Limitation of Liability to Carrier's own Route.-It is well settled, even in those States where the acceptance of goods by a carrier marked to a destination beyond his own line is held to render him responsible for their safe through transportation, that it is competent for him by special contract to limit his liability to his own line. In such case his full duty is discharged when he delivers the goods in safety to the connecting carrier. Aldridge v. Great Western R. Co., 15 C. B. (N. S.) 582; Fowler v. Great Western R. Co., 7 Exch. 699; Kent v. Midland R. Co., L. R. 10 Q. B. 1; Railroad Co. v. Androscoggin Mills, 22 Wall. 594; Railroad Co. v. Pratt, id. 123; St John v. Express Co., 1 Woods, 615; Sullivan v. Thompson, 99 Mass. 259; Pendergast v. Adams Express Co., 101 Mass. 120; Pemberton Co. v. New York, etc., R. Co., 104 Mass. 144; Burroughs v. Norwich R. Co., 100 Mass. 26; Gibson v.

American Express Co., 1 Hun. 387; Ricketts v. Baltimore, etc.. R. Co., 61 Barb. 18; Witlock v. Holland, 55 Barb. 443; Hinkley v. New York Central R. Co., 3 T. & C. 281; Babcock v. Lake Shore, etc., R. Co., 49 N. Y. 491; Ætna Ins. Co. v. Wheeler, 49 N. Y. 616; Reed v. United States Express Co., 48 N. Y. 462; Lamb v. Camden & Amboy R. Co., 46 N. Y. 271; American Express Co. v. Second National Bank, 69 Pa. St. 394; Penna. R. R. Co. v. Schwarzenberger, 45 Pa. St. 208; Mulligan v. Illinois R. Co., 36 Iowa, 180; Illinois Central R. Co. v. Frankenberg, 54 Ill. 88; Chicago, etc., R. Co., v. Montfort, 60 Ill. 175; United States Express Co. v. Haines, 67 Ill. 137; Erie R. Co. v. Willcox, 84 Ill. 239; Taylor v. Little Rock, etc., R. Co., 32 Ark. 393; Farmers', etc., Bank v. Champlain Trans. Co., 23 Vt. 186; Camden, etc., R. Co. v. Forsyth, 61 Pa. St. 81; Maghee v. Camden & Amboy R. Co., 45 N. Y. 514; United States Express Co. v. Rush, 24 Ind. 403; Oakly . Gordon, 7 La. Ann. 235; Martin v. American Express Co., 19 Wisc. 336; Cincinnati, etc., R. Co. v. Pontius, 19 Ohio St. 221; St. Louis, etc., R. Co. v. Piper, 13 Kans. 505; East Tennessee, etc., R. Co. v. Brumley, 6 Am. & Eng. R. R. Cas. 356. But see Galveston H. & H. R. Co. v. Allison, 12 Am. & Eng. R. R. Cas. 28.

(Picture annotation entries)
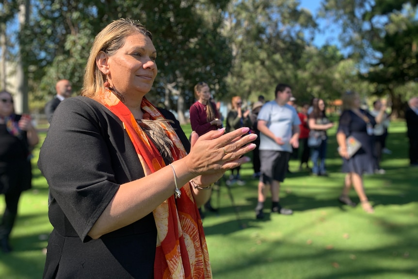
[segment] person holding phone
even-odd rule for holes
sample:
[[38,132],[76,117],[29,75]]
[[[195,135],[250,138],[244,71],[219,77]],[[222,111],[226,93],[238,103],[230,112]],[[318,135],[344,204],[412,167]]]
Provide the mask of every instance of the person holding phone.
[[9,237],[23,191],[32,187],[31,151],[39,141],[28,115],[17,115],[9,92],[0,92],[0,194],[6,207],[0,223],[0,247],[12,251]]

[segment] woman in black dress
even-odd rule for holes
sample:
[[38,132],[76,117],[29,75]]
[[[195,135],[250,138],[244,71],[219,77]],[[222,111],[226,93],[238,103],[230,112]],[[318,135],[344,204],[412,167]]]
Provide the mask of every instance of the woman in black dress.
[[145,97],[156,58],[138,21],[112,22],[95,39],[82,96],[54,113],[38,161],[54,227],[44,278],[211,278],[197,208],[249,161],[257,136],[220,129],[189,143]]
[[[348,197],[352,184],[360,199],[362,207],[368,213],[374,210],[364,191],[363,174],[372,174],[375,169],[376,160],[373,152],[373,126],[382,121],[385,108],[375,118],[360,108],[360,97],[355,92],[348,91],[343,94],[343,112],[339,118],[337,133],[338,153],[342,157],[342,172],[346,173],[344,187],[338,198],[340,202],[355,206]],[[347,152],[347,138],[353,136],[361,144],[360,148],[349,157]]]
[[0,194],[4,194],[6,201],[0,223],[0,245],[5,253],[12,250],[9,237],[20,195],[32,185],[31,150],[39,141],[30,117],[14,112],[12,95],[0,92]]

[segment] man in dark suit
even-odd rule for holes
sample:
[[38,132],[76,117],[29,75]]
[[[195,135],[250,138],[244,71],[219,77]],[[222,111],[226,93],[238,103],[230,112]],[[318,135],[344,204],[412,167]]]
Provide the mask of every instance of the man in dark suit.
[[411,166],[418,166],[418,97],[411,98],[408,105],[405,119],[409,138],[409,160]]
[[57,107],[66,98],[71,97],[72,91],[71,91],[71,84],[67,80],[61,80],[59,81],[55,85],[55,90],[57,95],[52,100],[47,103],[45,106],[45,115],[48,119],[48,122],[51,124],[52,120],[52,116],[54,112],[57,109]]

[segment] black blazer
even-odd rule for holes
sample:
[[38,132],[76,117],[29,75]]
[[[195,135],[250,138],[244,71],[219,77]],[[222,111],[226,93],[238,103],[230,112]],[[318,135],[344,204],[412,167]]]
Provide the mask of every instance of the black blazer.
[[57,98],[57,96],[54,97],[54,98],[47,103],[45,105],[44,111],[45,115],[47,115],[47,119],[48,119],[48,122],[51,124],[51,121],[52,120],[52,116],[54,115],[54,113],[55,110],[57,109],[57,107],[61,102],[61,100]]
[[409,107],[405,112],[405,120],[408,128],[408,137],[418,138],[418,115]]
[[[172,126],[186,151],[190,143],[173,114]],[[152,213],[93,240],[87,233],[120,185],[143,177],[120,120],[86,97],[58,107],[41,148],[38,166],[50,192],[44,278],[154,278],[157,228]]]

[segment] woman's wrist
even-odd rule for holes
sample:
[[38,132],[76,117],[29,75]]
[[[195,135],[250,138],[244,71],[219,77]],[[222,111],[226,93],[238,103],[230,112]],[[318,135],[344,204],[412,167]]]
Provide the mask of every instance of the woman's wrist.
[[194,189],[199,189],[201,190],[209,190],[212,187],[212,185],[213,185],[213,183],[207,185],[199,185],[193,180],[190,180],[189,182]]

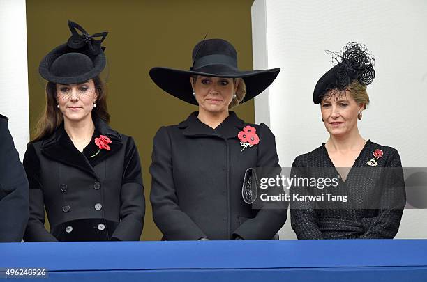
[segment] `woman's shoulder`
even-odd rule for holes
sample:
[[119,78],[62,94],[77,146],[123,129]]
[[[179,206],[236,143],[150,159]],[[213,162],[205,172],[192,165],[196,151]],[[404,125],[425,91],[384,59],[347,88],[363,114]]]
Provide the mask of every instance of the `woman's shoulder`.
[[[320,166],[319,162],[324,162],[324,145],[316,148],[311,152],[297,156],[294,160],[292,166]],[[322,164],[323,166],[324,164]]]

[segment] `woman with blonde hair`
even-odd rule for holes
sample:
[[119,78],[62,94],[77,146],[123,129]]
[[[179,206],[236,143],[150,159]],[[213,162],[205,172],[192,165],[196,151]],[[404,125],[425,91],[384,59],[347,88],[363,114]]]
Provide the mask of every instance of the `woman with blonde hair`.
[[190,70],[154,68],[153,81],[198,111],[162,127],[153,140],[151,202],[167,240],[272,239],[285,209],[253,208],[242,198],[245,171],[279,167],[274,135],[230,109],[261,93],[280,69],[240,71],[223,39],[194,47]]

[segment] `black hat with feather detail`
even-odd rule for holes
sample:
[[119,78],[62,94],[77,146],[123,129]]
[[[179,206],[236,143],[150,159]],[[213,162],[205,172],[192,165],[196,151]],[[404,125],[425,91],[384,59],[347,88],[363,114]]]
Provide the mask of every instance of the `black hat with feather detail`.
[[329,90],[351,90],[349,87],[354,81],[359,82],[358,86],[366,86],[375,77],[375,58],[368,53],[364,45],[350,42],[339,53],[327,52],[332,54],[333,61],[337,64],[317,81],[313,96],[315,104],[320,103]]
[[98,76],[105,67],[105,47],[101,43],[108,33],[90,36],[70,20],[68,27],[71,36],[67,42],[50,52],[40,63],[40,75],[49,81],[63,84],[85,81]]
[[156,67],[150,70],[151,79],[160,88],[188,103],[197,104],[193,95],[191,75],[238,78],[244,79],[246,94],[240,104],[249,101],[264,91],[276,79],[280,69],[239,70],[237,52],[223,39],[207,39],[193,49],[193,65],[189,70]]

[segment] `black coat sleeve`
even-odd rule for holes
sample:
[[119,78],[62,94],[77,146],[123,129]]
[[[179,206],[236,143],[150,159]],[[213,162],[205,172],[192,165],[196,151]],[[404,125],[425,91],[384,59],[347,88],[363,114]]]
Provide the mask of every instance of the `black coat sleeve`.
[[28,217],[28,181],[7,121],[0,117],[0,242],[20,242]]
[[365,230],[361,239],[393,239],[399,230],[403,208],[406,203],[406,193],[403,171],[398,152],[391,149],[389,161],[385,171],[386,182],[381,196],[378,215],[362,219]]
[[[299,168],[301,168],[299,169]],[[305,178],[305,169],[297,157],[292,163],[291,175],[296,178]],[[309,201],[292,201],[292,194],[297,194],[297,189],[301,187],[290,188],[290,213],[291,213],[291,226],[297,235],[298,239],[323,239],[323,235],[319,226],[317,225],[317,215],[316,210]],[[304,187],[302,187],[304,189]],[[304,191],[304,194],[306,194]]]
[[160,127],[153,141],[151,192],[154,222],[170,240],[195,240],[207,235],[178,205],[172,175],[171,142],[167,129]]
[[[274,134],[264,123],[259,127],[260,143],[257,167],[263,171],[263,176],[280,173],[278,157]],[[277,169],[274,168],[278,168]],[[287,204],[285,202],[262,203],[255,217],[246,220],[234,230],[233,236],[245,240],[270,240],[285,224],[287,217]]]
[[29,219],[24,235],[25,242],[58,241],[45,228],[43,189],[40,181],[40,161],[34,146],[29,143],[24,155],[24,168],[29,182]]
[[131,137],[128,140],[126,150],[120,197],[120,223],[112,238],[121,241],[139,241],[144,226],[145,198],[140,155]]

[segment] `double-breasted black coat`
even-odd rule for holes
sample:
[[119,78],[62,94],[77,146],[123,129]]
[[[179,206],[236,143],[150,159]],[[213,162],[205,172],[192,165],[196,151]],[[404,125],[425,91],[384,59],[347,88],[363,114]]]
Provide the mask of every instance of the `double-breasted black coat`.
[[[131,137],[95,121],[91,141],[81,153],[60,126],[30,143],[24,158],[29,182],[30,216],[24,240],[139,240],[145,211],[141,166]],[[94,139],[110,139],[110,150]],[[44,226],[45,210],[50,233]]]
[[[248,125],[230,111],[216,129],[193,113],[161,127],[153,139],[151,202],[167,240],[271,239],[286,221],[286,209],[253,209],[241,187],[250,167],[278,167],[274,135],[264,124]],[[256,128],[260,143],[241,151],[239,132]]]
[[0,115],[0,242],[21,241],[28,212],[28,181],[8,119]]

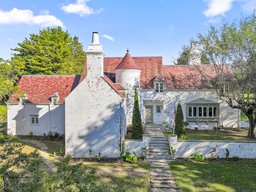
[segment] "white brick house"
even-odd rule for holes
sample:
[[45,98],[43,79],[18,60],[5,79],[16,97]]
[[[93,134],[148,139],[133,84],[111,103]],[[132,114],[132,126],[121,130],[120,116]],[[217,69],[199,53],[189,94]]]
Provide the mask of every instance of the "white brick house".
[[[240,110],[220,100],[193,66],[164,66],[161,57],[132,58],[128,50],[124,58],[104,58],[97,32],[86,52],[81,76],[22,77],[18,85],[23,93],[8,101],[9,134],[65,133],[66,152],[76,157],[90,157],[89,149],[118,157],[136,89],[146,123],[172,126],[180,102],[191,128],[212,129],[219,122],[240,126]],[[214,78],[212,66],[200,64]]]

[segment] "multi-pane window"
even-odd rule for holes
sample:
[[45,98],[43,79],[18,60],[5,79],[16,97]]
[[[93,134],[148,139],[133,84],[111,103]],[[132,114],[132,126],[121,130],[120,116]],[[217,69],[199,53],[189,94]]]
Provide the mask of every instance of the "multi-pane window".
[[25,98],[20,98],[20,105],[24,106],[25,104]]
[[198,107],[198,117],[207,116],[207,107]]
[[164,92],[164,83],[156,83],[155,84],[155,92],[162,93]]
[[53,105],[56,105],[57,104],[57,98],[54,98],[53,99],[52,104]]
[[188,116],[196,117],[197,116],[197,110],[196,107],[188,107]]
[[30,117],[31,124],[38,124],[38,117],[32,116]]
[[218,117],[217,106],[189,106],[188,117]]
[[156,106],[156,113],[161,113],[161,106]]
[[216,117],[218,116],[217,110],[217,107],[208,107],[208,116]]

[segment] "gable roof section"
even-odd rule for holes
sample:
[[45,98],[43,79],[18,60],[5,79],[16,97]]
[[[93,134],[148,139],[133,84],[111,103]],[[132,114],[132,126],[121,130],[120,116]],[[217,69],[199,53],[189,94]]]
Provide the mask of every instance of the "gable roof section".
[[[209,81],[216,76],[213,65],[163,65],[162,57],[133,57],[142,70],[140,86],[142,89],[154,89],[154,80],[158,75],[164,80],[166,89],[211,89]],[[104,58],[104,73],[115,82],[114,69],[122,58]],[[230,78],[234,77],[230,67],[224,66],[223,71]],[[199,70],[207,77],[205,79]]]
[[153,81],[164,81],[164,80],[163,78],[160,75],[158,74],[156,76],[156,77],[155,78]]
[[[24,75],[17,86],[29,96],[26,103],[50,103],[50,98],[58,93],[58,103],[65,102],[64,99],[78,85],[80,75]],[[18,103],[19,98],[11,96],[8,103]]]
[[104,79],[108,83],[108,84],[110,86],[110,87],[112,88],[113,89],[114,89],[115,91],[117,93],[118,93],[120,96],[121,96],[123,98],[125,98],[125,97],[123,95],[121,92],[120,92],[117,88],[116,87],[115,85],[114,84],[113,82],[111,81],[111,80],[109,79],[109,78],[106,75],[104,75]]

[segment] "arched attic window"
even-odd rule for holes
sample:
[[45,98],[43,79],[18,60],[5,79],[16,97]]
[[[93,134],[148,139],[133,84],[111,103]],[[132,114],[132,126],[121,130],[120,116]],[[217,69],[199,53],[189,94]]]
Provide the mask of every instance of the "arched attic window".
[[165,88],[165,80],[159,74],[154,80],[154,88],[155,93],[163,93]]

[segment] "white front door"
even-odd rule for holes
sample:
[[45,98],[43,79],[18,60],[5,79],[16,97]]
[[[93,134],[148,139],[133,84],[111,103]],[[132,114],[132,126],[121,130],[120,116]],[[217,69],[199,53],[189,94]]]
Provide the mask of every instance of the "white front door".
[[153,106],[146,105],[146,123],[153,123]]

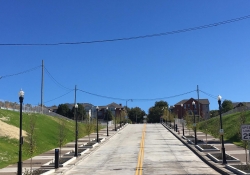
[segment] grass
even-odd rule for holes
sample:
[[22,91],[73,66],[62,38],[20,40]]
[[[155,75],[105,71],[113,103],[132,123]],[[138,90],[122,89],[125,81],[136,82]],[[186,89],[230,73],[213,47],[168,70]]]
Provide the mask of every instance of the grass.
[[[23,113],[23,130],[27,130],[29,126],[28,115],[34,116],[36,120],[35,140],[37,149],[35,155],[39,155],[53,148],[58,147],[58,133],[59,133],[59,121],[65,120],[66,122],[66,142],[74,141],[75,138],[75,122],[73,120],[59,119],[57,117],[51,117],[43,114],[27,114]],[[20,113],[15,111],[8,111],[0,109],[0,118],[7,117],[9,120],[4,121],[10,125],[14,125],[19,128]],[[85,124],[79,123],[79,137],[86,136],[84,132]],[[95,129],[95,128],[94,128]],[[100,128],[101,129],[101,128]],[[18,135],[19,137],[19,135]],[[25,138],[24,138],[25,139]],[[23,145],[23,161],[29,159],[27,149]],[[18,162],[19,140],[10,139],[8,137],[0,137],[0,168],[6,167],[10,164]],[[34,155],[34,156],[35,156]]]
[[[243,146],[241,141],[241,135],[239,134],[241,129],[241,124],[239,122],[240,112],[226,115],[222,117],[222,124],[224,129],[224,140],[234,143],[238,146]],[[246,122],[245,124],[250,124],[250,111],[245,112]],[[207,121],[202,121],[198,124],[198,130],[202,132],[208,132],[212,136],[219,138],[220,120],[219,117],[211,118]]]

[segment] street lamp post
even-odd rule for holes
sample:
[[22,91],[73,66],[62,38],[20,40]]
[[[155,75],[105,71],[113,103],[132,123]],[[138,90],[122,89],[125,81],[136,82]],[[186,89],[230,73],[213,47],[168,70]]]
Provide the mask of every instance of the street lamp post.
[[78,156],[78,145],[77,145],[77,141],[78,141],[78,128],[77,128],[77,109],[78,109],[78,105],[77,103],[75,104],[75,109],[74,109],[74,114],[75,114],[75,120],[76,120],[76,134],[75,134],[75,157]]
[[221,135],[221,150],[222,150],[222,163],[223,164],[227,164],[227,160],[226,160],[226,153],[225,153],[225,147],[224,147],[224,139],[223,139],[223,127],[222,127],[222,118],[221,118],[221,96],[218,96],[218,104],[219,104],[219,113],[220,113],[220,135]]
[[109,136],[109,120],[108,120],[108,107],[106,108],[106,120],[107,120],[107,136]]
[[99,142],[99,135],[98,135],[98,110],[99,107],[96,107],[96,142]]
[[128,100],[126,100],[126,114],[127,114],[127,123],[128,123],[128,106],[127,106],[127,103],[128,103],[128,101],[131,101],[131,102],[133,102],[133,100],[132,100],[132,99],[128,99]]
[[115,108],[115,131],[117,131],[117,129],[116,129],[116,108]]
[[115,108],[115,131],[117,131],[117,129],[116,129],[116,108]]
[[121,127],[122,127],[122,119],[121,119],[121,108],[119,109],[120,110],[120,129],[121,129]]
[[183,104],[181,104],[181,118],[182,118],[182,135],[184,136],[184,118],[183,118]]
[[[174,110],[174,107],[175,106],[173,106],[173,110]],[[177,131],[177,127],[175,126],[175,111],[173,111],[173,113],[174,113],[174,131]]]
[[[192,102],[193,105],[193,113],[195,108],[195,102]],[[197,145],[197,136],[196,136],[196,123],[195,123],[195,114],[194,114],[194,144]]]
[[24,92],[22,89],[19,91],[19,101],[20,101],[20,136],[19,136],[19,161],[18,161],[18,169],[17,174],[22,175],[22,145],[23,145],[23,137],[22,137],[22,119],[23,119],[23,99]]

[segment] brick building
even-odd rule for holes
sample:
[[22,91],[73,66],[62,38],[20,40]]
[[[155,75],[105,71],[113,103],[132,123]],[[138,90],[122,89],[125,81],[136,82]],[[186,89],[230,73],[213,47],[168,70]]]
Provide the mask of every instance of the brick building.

* [WHAT IS NEEDED]: Set down the full note on limiting a carrier's liability to its own route, word for word.

* [TASK RESPONSE]:
Limitation of Liability to Carrier's own Route.-It is well settled, even in those States where the acceptance of goods by a carrier marked to a destination beyond his own line is held to render him responsible for their safe through transportation, that it is competent for him by special contract to limit his liability to his own line. In such case his full duty is discharged when he delivers the goods in safety to the connecting carrier. Aldridge v. Great Western R. Co., 15 C. B. (N. S.) 582; Fowler v. Great Western R. Co., 7 Exch. 699; Kent v. Midland R. Co., L. R. 10 Q. B. 1; Railroad Co. v. Androscoggin Mills, 22 Wall. 594; Railroad Co. v. Pratt, id. 123; St John v. Express Co., 1 Woods, 615; Sullivan v. Thompson, 99 Mass. 259; Pendergast v. Adams Express Co., 101 Mass. 120; Pemberton Co. v. New York, etc., R. Co., 104 Mass. 144; Burroughs v. Norwich R. Co., 100 Mass. 26; Gibson v.

American Express Co., 1 Hun. 387; Ricketts v. Baltimore, etc.. R. Co., 61 Barb. 18; Witlock v. Holland, 55 Barb. 443; Hinkley v. New York Central R. Co., 3 T. & C. 281; Babcock v. Lake Shore, etc., R. Co., 49 N. Y. 491; Ætna Ins. Co. v. Wheeler, 49 N. Y. 616; Reed v. United States Express Co., 48 N. Y. 462; Lamb v. Camden & Amboy R. Co., 46 N. Y. 271; American Express Co. v. Second National Bank, 69 Pa. St. 394; Penna. R. R. Co. v. Schwarzenberger, 45 Pa. St. 208; Mulligan v. Illinois R. Co., 36 Iowa, 180; Illinois Central R. Co. v. Frankenberg, 54 Ill. 88; Chicago, etc., R. Co., v. Montfort, 60 Ill. 175; United States Express Co. v. Haines, 67 Ill. 137; Erie R. Co. v. Willcox, 84 Ill. 239; Taylor v. Little Rock, etc., R. Co., 32 Ark. 393; Farmers', etc., Bank v. Champlain Trans. Co., 23 Vt. 186; Camden, etc., R. Co. v. Forsyth, 61 Pa. St. 81; Maghee v. Camden & Amboy R. Co., 45 N. Y. 514; United States Express Co. v. Rush, 24 Ind. 403; Oakly . Gordon, 7 La. Ann. 235; Martin v. American Express Co., 19 Wisc. 336; Cincinnati, etc., R. Co. v. Pontius, 19 Ohio St. 221; St. Louis, etc., R. Co. v. Piper, 13 Kans. 505; East Tennessee, etc., R. Co. v. Brumley, 6 Am. & Eng. R. R. Cas. 356. But see Galveston H. & H. R. Co. v. Allison, 12 Am. & Eng. R. R. Cas. 28.